» REQUISITOS DO EXERCÍCIO
Transcreva todos os itens abaixo linha por linha, sem mudar nenhuma palavra nem nenhum número. Deixe as imagens de fora da transcrição.

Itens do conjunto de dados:
==============================

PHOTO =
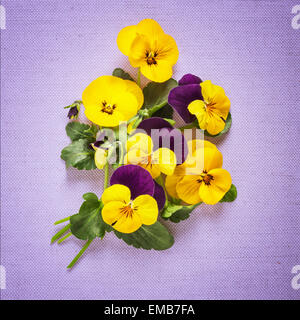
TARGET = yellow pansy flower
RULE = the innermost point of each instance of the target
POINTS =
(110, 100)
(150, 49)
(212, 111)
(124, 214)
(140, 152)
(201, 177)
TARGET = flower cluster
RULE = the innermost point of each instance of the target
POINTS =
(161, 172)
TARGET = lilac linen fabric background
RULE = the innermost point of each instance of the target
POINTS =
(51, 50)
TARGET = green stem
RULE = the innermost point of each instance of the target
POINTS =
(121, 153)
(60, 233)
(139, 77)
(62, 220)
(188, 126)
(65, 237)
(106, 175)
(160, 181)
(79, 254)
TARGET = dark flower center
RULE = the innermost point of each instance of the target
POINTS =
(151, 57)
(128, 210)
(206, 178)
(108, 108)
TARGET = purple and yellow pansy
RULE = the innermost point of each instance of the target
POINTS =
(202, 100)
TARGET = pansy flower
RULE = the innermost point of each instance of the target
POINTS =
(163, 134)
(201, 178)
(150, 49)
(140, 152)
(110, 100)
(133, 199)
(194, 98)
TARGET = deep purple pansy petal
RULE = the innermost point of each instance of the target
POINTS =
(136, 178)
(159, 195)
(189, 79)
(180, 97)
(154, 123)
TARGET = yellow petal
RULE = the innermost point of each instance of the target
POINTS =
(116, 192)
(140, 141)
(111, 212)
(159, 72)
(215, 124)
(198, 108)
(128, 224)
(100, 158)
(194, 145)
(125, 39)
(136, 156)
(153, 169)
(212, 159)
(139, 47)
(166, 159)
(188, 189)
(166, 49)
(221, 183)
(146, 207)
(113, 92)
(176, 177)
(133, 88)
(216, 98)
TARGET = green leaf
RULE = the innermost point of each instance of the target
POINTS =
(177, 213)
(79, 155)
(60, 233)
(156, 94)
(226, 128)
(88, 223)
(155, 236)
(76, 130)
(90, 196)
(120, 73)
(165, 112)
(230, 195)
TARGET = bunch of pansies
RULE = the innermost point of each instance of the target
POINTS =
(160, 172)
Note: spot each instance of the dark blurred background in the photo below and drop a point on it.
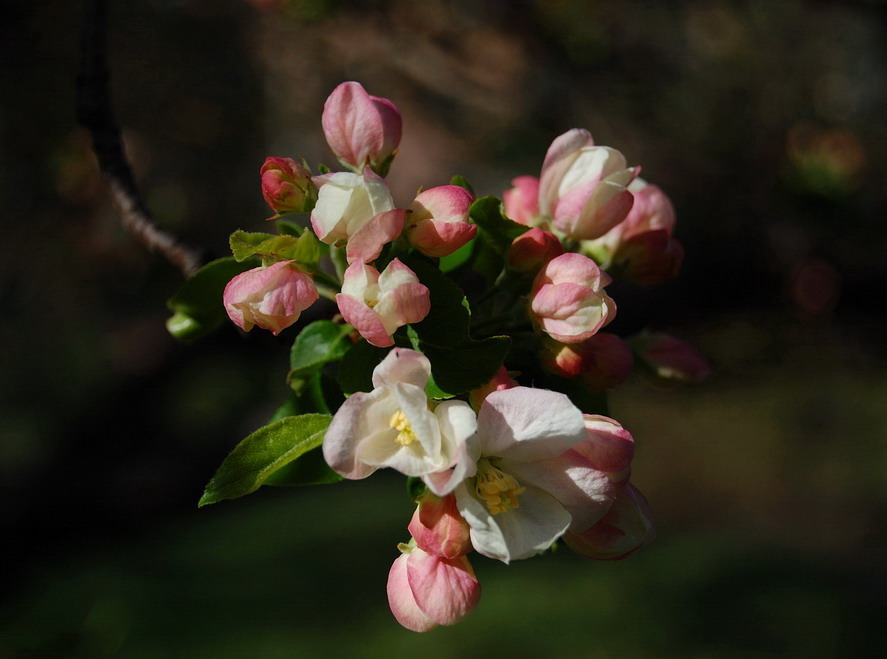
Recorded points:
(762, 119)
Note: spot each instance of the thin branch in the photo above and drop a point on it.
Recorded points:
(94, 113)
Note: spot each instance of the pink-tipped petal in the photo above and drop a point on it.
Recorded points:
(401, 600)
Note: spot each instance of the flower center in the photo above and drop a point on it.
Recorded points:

==============================

» RESPOSTA À TAREFA
PHOTO =
TARGET = yellow pansy flower
RULE = the innermost point of each instance of the target
POINTS =
(110, 100)
(150, 49)
(212, 111)
(124, 214)
(140, 152)
(201, 177)
TARGET = flower cluster
RULE = the innermost point of each instance of the target
POINTS =
(161, 172)
TARGET = lilac linen fabric background
RULE = the innermost point of each instance of the target
POINTS =
(51, 50)
TARGET = green stem
RULE = the innermost point of each instance of the target
POINTS =
(121, 153)
(60, 233)
(139, 77)
(62, 220)
(188, 126)
(65, 237)
(106, 175)
(160, 181)
(79, 254)
TARGET = dark flower center
RULE = the innermost point of each instance of the target
POINTS =
(151, 57)
(128, 210)
(206, 178)
(108, 108)
TARGET = purple and yellow pansy
RULE = the innermost point of each instance of the target
POINTS =
(202, 100)
TARGET = pansy flower
RULE = the innermost point of each instance of the target
POINTS =
(163, 134)
(201, 178)
(150, 49)
(140, 152)
(110, 100)
(133, 199)
(194, 98)
TARGET = deep purple pansy petal
RULE = the innermost point of each instance of the target
POINTS =
(136, 178)
(159, 195)
(189, 79)
(180, 97)
(154, 123)
TARGET = yellow petal
RULE = the innermost point of each instance of the target
POINTS =
(116, 192)
(140, 141)
(111, 212)
(159, 72)
(215, 124)
(198, 108)
(128, 224)
(100, 158)
(194, 145)
(125, 39)
(136, 156)
(153, 169)
(212, 159)
(139, 47)
(166, 159)
(188, 189)
(166, 49)
(221, 183)
(146, 207)
(113, 92)
(176, 177)
(133, 88)
(216, 98)
TARGET = green leaf
RULE = the innermost point of each instance of the target
POINTS =
(177, 213)
(79, 155)
(60, 233)
(156, 94)
(226, 128)
(88, 223)
(155, 236)
(76, 130)
(90, 196)
(120, 73)
(165, 112)
(230, 195)
TARGET = bunch of pansies
RULE = the innermost point of each instance of the target
POINTS =
(160, 172)
Note: spot each instance of the dark blurred background in the photo below and drop a point on it.
Recorded points:
(762, 119)
Note: spot each instance of the thin branch in the photo above and drop a point on it.
Recorded points:
(94, 113)
Note: spot each instance of the pink-tipped petal in the photo above and drop a point on it.
Recorded points:
(401, 600)
Note: spot each instance of the flower center in the photo above and drop a point on it.
Recorded points:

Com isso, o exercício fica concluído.